* DOCUMENT SECTION:
On July 3 1863, 157 years ago today, the US Army of the Potomac (c.105,000 men) and the Confederate Army of Northern Virginia (c.75,000) clashed outside Gettysburg, Pennsylvania. By the end of three days of intense conflict, 51,116 Americans were casualties.
The crux of the Civil War that had sparked the bloodiest battle ever fought on the American continent was the secession of 11 southern states from the USA, primarily over the issue of the right of those states to run their economies using slave labour.
Between 1861 and 1865, the total Union casualties were 642,427, while the Condeferate casualties were 483,026. Given the brutal nature of the war, frequently involving hand-to-hand combat, between combatants sharing the same social backgrounds (and sometimes family blood) post traumatic stress disorder would have been rife.
"During the American Civil War, soldiers were particularly vulnerable to intimate violence. Family members and friends were often assigned to the same company of around 100 men, who were not replaced as they died. When companies suffered substantial losses, survivors were left with few remaining friends or male family members. Soldiers readily identified with the enemy (who were sometimes from the same state or county), making the sight of mutilated corpses even more gruesome. Although guns and cannons were used, frontal assault was common, and hand-to-hand combat, with no trenches or barriers, resulted in row after row of dead bodies and the sight of comrades blown apart. Unlike in other documented wars, young adolescents and older men were allowed entry into military service (ranging from under 10 to over 70 years).

* TASK INSTRUCTIONS:
1) List every casualty figure given in the Civil War passage, along with what each one counts.
2) In the Civil War passage, about how many men made up a company?

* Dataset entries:
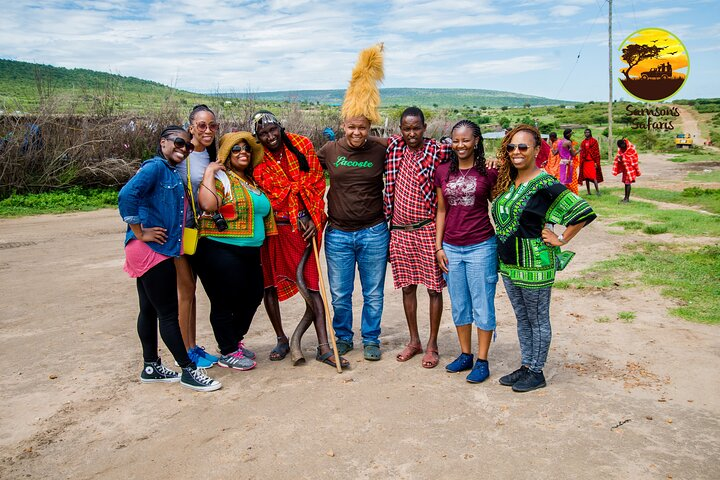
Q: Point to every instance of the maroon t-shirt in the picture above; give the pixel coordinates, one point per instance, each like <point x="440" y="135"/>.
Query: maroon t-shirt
<point x="466" y="195"/>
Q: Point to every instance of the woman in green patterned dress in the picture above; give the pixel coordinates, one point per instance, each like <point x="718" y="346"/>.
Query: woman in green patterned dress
<point x="528" y="202"/>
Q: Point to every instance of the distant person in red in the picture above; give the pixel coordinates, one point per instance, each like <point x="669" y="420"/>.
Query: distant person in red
<point x="590" y="170"/>
<point x="626" y="162"/>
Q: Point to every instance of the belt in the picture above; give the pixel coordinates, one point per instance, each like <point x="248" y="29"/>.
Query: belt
<point x="412" y="226"/>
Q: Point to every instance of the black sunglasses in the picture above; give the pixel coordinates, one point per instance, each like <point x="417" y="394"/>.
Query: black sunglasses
<point x="181" y="143"/>
<point x="523" y="147"/>
<point x="241" y="148"/>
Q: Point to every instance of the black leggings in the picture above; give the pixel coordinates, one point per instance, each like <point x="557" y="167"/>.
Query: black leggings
<point x="233" y="280"/>
<point x="157" y="291"/>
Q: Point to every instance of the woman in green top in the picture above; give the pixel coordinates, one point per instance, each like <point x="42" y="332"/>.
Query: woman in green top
<point x="237" y="217"/>
<point x="528" y="201"/>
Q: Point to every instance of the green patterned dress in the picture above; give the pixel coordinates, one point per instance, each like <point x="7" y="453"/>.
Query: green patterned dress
<point x="520" y="214"/>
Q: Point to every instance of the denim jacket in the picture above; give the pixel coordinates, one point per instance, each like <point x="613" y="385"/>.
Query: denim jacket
<point x="155" y="197"/>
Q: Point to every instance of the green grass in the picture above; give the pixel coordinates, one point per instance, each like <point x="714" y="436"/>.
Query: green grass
<point x="72" y="200"/>
<point x="695" y="155"/>
<point x="690" y="275"/>
<point x="679" y="222"/>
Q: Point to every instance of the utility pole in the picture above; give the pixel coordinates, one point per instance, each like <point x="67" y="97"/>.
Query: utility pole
<point x="610" y="81"/>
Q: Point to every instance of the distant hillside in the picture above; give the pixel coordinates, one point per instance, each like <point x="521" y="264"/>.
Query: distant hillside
<point x="423" y="97"/>
<point x="22" y="85"/>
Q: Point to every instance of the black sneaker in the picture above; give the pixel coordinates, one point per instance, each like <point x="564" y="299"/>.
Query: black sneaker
<point x="156" y="372"/>
<point x="530" y="381"/>
<point x="195" y="378"/>
<point x="511" y="378"/>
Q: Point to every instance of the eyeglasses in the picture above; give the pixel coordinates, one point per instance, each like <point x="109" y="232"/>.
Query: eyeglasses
<point x="241" y="148"/>
<point x="523" y="147"/>
<point x="202" y="126"/>
<point x="181" y="143"/>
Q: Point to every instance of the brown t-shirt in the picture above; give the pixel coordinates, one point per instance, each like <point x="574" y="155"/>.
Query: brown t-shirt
<point x="356" y="184"/>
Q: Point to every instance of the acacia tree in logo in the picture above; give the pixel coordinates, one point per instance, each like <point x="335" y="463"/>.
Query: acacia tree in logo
<point x="656" y="57"/>
<point x="636" y="53"/>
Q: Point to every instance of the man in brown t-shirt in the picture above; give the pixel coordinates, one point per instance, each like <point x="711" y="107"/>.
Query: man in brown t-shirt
<point x="356" y="233"/>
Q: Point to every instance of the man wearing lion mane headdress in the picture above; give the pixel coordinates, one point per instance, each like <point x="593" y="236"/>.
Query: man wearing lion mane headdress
<point x="357" y="233"/>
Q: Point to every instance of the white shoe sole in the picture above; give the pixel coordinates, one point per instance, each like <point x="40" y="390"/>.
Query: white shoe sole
<point x="160" y="380"/>
<point x="209" y="388"/>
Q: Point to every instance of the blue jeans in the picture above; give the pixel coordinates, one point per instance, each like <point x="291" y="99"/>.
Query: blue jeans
<point x="532" y="310"/>
<point x="472" y="278"/>
<point x="368" y="249"/>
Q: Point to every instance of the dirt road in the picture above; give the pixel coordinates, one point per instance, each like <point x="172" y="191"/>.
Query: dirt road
<point x="624" y="400"/>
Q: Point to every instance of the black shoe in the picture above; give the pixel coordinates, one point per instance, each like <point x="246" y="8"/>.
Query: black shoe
<point x="511" y="378"/>
<point x="530" y="381"/>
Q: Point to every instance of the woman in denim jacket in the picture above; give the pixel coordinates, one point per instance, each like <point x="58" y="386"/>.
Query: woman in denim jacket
<point x="153" y="204"/>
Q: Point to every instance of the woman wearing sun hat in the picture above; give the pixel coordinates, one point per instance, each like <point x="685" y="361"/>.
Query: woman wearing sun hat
<point x="228" y="255"/>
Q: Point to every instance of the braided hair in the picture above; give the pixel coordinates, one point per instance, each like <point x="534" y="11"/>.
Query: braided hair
<point x="167" y="131"/>
<point x="479" y="161"/>
<point x="265" y="117"/>
<point x="212" y="148"/>
<point x="507" y="173"/>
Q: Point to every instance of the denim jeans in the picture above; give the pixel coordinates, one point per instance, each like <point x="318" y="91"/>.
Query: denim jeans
<point x="368" y="248"/>
<point x="471" y="279"/>
<point x="532" y="310"/>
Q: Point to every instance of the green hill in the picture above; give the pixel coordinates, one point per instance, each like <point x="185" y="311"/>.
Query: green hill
<point x="24" y="86"/>
<point x="423" y="97"/>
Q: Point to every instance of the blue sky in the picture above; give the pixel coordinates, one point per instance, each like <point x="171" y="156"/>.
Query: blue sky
<point x="524" y="46"/>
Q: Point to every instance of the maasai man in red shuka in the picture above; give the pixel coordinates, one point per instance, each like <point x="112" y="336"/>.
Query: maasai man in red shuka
<point x="552" y="166"/>
<point x="291" y="177"/>
<point x="590" y="170"/>
<point x="627" y="163"/>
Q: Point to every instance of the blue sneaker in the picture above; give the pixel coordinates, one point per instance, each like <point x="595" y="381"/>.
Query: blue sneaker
<point x="480" y="372"/>
<point x="460" y="364"/>
<point x="202" y="353"/>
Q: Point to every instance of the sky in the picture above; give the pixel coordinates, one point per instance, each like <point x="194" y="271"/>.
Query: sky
<point x="556" y="49"/>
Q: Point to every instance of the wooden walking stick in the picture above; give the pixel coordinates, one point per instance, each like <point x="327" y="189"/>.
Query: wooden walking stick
<point x="328" y="320"/>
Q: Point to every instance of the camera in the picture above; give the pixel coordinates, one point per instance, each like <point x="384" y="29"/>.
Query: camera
<point x="220" y="222"/>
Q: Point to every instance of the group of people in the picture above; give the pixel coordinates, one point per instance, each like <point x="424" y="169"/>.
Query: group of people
<point x="257" y="199"/>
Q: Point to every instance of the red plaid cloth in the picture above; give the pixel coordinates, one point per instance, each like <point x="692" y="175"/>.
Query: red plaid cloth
<point x="433" y="154"/>
<point x="282" y="181"/>
<point x="280" y="255"/>
<point x="627" y="163"/>
<point x="590" y="161"/>
<point x="412" y="253"/>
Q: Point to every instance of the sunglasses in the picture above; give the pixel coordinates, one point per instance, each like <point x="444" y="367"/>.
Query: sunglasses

* RESULTS BY TASK:
1)
- 51,116: Americans who were casualties after three days of fighting at Gettysburg
- 642,427: total Union casualties between 1861 and 1865
- 483,026: total Confederate casualties between 1861 and 1865

2) Around 100 men.